- EXERCISE BRIEF -
Search the listing below for the string "door", then copy every line it appears in.

- MATERIAL PROVIDED -
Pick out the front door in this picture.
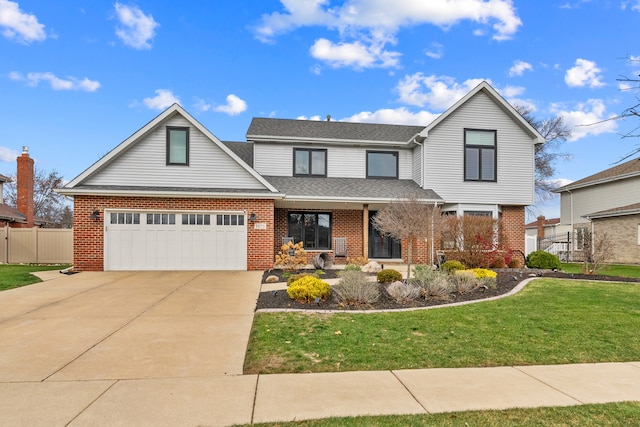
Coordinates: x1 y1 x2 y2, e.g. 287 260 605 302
368 211 401 259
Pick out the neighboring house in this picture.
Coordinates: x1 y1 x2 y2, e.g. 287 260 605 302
0 147 49 228
524 216 561 255
555 157 640 263
59 81 544 271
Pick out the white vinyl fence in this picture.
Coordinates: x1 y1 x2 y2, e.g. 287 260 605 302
0 226 73 264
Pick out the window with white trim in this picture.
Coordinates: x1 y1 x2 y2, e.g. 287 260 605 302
182 214 211 225
216 214 245 226
110 212 140 224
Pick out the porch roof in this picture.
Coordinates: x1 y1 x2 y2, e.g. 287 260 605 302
583 202 640 219
264 176 442 203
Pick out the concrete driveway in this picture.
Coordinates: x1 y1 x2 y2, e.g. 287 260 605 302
0 270 262 426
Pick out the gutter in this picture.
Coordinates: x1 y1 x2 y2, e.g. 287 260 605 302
56 188 285 199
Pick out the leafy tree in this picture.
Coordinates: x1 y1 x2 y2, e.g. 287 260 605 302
513 104 571 203
4 167 71 227
371 197 441 279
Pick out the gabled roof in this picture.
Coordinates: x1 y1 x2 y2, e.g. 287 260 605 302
62 104 277 194
223 141 253 167
247 118 425 146
264 176 442 203
583 202 640 219
420 81 545 144
555 157 640 192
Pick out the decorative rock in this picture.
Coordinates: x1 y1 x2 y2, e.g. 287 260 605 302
265 275 280 283
361 261 382 273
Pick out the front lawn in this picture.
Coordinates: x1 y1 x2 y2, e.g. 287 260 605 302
245 279 640 374
0 264 70 291
561 262 640 278
246 402 640 427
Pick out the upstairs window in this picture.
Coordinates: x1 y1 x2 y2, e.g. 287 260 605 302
294 148 326 176
465 129 496 182
367 151 398 179
167 127 189 165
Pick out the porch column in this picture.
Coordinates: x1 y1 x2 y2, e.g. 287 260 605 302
363 204 369 259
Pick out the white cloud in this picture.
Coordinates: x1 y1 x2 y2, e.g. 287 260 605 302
296 115 322 121
214 94 247 116
396 74 486 110
9 71 100 91
621 1 640 12
256 0 521 42
551 99 618 141
310 38 400 68
255 0 521 69
425 42 443 59
0 0 45 43
143 89 179 110
193 98 212 112
341 107 439 126
509 60 533 77
0 146 20 162
565 58 606 88
114 3 159 50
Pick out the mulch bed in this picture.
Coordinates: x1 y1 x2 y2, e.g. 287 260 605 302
256 269 640 312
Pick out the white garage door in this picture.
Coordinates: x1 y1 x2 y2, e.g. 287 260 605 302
105 211 247 271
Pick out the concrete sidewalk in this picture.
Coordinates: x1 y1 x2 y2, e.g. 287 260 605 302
0 271 638 426
1 362 639 426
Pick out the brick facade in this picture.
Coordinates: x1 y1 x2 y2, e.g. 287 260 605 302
274 208 364 265
592 214 640 264
73 195 274 271
501 205 525 254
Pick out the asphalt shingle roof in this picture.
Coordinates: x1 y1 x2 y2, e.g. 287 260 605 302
556 157 640 191
264 176 442 201
584 202 640 218
0 204 25 222
247 118 425 143
222 141 253 167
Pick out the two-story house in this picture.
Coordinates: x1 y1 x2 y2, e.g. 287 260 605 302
59 81 543 271
554 157 640 263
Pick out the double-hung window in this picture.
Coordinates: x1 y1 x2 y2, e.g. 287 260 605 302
294 148 327 176
166 127 189 165
367 151 398 179
464 129 496 182
288 212 331 250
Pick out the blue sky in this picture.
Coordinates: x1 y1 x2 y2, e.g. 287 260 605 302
1 0 640 220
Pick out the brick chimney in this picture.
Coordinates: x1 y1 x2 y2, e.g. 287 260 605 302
536 215 546 239
17 146 34 228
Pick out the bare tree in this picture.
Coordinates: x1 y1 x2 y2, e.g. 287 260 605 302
513 104 571 203
4 167 70 227
371 197 441 279
580 230 614 274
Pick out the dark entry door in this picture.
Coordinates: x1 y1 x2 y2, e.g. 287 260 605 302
368 211 401 259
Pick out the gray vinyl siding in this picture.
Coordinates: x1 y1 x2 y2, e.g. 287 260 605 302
254 142 413 179
423 91 535 205
85 116 266 189
412 145 422 185
560 176 640 225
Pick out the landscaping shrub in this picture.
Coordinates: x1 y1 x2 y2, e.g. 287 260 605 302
452 270 478 294
345 256 368 266
413 264 434 275
411 269 454 298
440 260 465 273
508 258 521 268
275 241 307 270
342 264 362 272
286 272 319 286
526 250 561 269
332 270 379 305
377 269 403 283
286 276 331 303
386 281 421 303
469 268 497 279
491 256 506 268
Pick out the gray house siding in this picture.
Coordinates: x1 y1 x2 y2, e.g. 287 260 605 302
559 176 640 226
85 116 266 190
423 91 535 205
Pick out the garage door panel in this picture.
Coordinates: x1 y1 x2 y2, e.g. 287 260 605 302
105 211 248 271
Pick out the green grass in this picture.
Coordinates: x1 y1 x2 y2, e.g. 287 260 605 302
244 279 640 374
561 262 640 278
0 264 71 291
245 402 640 426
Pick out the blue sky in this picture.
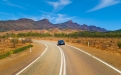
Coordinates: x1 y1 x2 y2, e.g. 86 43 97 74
0 0 121 30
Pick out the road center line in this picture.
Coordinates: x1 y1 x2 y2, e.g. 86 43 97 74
16 42 48 75
52 43 66 75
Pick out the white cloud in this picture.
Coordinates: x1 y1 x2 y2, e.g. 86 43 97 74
0 12 19 20
0 12 10 15
55 14 75 23
38 12 75 23
0 11 75 24
0 12 15 16
47 0 72 12
2 0 24 9
87 0 121 12
40 14 56 21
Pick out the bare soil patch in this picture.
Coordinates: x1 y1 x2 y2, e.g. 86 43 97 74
0 41 45 75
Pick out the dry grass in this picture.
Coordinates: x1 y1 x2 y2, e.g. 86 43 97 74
0 29 79 36
0 37 121 71
0 39 29 55
0 42 45 75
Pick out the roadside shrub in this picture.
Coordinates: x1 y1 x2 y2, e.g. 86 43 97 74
10 38 18 48
0 52 10 59
101 44 107 50
74 36 78 39
13 45 33 53
76 40 81 43
66 40 69 42
24 38 32 43
117 41 121 49
0 44 33 59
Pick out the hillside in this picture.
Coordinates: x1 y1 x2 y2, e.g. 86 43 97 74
0 18 107 32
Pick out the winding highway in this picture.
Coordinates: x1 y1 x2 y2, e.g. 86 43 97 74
16 40 121 75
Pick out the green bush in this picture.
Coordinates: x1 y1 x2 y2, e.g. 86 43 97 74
0 52 10 59
13 45 33 53
0 45 33 59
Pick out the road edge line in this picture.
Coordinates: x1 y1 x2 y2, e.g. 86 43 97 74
66 44 121 74
16 42 48 75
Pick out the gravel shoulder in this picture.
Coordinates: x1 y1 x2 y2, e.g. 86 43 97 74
0 42 45 75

- YOUR SOLUTION -
Pick out the front door in this picture.
Pick out the white garage door in this picture.
Pick out the dark entry door in this picture.
Pick out the garage door panel in this picture.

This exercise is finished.